The next year, 1983, Lorenzo Charles put home Dereck Whittenburg’s heave in Albuquerque.

Two years later, Villanova played the quintessentially perfect game to beat mighty Georgetown by just two points.

In 1987, Keith Smart hit “The Shot” for Indiana against Syracuse.

As the 1990s arrived, college basketball produced one more immortal moment, a snapshot to reside in Valhalla for eternity. In 1992, Christian Laettner ended what many consider the greatest game ever played, as Duke eclipsed Kentucky in another game which temporarily robbed mortal human beings of the power of speech.

These many years later, sports fans and college basketball lovers received a big, beautiful banquet of riches, a moveable feast of ONIONS! which will nourish the imagination for a very long time.

Monday night, we didn’t get one iconic shot in the final seconds of a tense national championship game.

We didn’t get the one Lorenzo Charles or Keith Smart moment.

We didn’t get the Michael Jordan jumper, the moment to top all moments.

No — we didn’t get that One Shining Moment.

We got TWO.

=-=-=-=-=

PROBLEM TO SOLVE => Return the college basketball passage between "Monday night, we" and "Keith Smart moment.", inclusive, word for word.

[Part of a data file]

=-=-=-=-=

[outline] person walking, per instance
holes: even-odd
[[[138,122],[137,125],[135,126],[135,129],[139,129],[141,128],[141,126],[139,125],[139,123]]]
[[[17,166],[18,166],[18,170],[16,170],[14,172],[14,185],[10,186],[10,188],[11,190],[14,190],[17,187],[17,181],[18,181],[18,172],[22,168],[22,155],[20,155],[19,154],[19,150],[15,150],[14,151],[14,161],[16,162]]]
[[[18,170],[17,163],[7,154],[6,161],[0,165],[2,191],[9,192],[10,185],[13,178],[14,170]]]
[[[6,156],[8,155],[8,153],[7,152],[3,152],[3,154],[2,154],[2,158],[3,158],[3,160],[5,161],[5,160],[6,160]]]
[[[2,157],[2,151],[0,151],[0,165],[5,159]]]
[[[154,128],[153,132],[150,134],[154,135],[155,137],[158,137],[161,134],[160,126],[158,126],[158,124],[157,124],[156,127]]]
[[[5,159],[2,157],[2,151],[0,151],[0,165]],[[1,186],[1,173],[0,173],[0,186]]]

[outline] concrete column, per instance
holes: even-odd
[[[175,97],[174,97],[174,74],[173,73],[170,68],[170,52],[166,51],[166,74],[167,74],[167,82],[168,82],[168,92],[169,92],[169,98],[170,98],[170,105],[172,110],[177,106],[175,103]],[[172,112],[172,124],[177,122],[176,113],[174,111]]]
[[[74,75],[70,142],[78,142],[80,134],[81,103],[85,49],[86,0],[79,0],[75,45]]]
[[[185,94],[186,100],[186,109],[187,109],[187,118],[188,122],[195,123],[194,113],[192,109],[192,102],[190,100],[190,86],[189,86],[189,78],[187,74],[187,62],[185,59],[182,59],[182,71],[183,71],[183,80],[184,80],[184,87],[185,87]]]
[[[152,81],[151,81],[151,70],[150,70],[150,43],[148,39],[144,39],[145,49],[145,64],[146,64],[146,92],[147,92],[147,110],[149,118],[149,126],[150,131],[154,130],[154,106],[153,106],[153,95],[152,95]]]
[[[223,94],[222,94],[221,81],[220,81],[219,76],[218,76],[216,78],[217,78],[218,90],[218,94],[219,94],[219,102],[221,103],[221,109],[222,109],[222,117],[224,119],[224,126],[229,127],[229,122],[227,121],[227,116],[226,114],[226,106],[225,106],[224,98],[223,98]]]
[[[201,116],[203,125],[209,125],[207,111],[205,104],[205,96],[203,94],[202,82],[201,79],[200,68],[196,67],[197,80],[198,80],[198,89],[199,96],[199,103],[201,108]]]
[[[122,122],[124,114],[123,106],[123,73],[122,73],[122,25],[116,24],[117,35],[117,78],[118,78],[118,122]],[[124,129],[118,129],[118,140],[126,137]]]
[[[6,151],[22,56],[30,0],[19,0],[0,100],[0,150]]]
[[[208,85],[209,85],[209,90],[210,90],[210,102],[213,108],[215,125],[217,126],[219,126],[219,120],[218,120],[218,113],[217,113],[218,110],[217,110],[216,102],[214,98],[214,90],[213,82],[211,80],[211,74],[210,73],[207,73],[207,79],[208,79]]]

=-=-=-=-=

PROBLEM SOLUTION =>
Monday night, we didn’t get one iconic shot in the final seconds of a tense national championship game.

We didn’t get the one Lorenzo Charles or Keith Smart moment.